(Stored data entries)
Start of Block

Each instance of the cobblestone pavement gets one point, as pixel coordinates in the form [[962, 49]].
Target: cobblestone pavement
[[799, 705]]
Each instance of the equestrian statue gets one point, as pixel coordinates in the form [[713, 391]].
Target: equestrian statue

End of Block

EXERCISE REQUIREMENTS:
Show me all lines in the records that contain "statue".

TASK OUTPUT:
Each instance of the equestrian statue gets one point, as pixel coordinates in the form [[713, 391]].
Target: equestrian statue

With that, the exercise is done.